── SUPPLIED MATERIAL ──
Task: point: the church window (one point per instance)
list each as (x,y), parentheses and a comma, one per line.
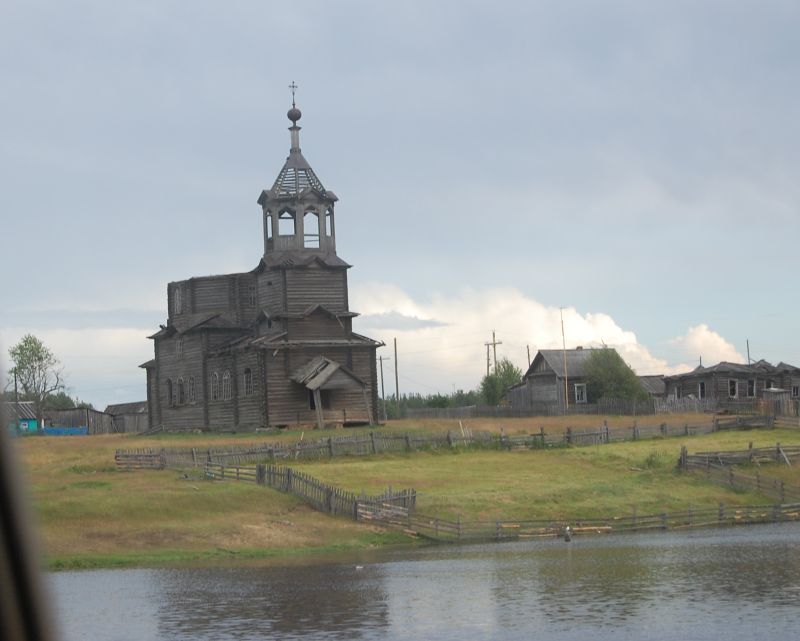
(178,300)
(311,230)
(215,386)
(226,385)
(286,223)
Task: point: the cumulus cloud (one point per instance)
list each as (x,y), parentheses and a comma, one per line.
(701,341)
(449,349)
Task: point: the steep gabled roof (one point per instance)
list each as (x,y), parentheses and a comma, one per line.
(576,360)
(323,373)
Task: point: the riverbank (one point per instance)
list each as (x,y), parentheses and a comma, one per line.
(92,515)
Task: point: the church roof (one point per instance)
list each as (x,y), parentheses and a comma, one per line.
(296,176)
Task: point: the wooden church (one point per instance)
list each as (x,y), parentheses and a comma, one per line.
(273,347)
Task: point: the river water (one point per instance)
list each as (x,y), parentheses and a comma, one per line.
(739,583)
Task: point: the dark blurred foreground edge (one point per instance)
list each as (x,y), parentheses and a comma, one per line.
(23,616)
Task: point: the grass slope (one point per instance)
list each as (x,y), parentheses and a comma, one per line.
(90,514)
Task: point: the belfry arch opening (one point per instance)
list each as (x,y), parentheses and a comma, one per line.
───
#### WHAT TO PRODUCE
Reproduce all of the entries above with every "church" swapped for "chapel" and nothing else altered. Leave the pictures out.

#### TASK OUTPUT
Task: point: the chapel window (one point per instance)
list each as (x,y), parentheses and a comma, one per line.
(178,300)
(311,230)
(215,386)
(226,385)
(286,223)
Task: point: the cumulus cloud (one point per instance)
list each as (x,y), parentheses and a comma, one per line.
(701,341)
(449,349)
Task: point: the steep gabled roof (one point per instance)
list each as (x,y), parentheses and a comma, one per line.
(576,360)
(323,373)
Task: point: the riverbank (one point per instance)
list each as (x,y), parentheses and a comma, one per line.
(92,515)
Task: point: the chapel roof (one point per instance)
list each as (x,y), parentheses and a comma, one per line.
(296,176)
Task: point: the wooden chapel (one point per instance)
list each as (x,y), parentheses and a comma, one per line.
(273,347)
Task: point: the river water (one point per instance)
list each as (x,y), parentheses and a comma, one per line.
(739,583)
Task: point: the dark blurred foreground edge (one point per instance)
list each as (x,y), parentheses and a comma, one per line.
(23,616)
Task: point: the grass slope (one point per instance)
list each as (x,y), parentheses and a comma, one per line.
(90,514)
Task: point: the belfry arch opening (one point per instance)
list each as (x,y), parentheses and a comma, one per line.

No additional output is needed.